■ **Tasks to complete**:
a) Decide whether each statement agrees with the Hemingway comics article below. Answer yes or no for each, and quote the words of the article that settle it.
(i) Topolino has published more than ten stories featuring Hemingway since 1987.
(ii) The museum docents knew where the framed comic book page came from.
(iii) Klaus Strzyz once worked as an editor and translator for Disney's German comic book publisher.
b) Answer each question from the Hemingway comics article below, one answer per line, marked like the questions.
(i) Whose name is Topolino in Italy?
(ii) In what language did the word balloons on the framed page appear to be written?
(iii) What is the German title of the story that was identified?
c) Rewrite the paragraph of the Hemingway comics article below that begins "I first stumbled upon Hemingway in Disney" as a bulleted list that keeps its main facts.

■ **Text to read**:
########################################
Ernest Hemingway in Italian Disney Comics

Robert K Elder

Italy loves Hemingway. And in particular, Disney’s Italian comic book creators love Hemingway.

Since 1987, the comic digest Topolino (Mickey Mouse’s name in Italy) has published more than ten stories featuring Hemingway as a character or based on one of the author’s stories.

I first stumbled upon Hemingway in Disney while visiting his Key West home on a publicity stop for my book, Hidden Hemingway. In one of the downstairs rooms, next to a doorway, someone had framed a comic book page of a Disneyfied-Hemingway appearing alongside Donald Duck. None of the museum docents knew where it came from, but the word balloons looked German. Eventually, I connected with my old friend Klaus Strzyz, a former editor and translator for Ehapa Verlag (Disney’s German comic book publisher). He helped me identify the story, which appeared in 1984’s Adventure of Uncle Scrooge Treasure #3: The Trip to Key West (Der Ausflug nach Key West).
########################################
■ **Listed entries**:
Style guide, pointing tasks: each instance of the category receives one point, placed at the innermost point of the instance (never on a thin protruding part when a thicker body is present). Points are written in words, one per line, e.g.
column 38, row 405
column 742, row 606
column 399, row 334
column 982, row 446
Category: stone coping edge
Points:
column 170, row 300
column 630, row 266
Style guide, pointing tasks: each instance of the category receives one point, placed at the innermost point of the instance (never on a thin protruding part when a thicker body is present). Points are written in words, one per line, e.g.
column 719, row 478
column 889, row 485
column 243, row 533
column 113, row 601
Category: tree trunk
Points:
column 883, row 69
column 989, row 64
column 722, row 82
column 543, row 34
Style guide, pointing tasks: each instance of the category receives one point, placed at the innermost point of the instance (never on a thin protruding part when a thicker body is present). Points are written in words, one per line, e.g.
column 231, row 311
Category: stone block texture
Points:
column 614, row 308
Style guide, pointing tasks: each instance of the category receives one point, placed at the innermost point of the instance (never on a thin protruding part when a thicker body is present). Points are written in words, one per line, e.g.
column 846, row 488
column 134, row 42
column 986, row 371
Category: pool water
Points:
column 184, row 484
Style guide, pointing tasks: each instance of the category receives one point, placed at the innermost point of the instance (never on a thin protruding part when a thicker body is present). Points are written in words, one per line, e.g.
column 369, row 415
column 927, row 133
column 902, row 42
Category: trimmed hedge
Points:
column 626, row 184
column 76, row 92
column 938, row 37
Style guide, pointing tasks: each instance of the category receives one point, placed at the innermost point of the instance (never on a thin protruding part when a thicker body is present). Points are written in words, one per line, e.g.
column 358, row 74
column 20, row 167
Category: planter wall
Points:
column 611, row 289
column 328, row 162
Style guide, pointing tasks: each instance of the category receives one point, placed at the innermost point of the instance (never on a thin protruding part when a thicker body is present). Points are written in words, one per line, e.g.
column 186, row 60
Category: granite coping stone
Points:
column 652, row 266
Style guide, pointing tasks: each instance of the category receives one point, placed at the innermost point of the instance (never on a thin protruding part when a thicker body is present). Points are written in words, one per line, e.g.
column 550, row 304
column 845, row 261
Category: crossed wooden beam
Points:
########################################
■ **Responses to the exercise**:
a)
(i) Yes: "Since 1987, the comic digest Topolino (Mickey Mouse’s name in Italy) has published more than ten stories featuring Hemingway as a character or based on one of the author’s stories."
(ii) No: "None of the museum docents knew where it came from"
(iii) Yes: "a former editor and translator for Ehapa Verlag (Disney’s German comic book publisher)"

b)
(i) Mickey Mouse's
(ii) German
(iii) Der Ausflug nach Key West

c)
- The author first came across Hemingway in Disney comics while visiting Hemingway's Key West home during a publicity stop for the book Hidden Hemingway.
- In a downstairs room, next to a doorway, hung a framed comic book page showing a Disneyfied Hemingway alongside Donald Duck.
- None of the museum docents knew where the page came from, but its word balloons looked German.
- Klaus Strzyz, a former editor and translator for Ehapa Verlag (Disney's German comic book publisher), helped identify the story.
- The story appeared in 1984's Adventure of Uncle Scrooge Treasure #3: The Trip to Key West (Der Ausflug nach Key West).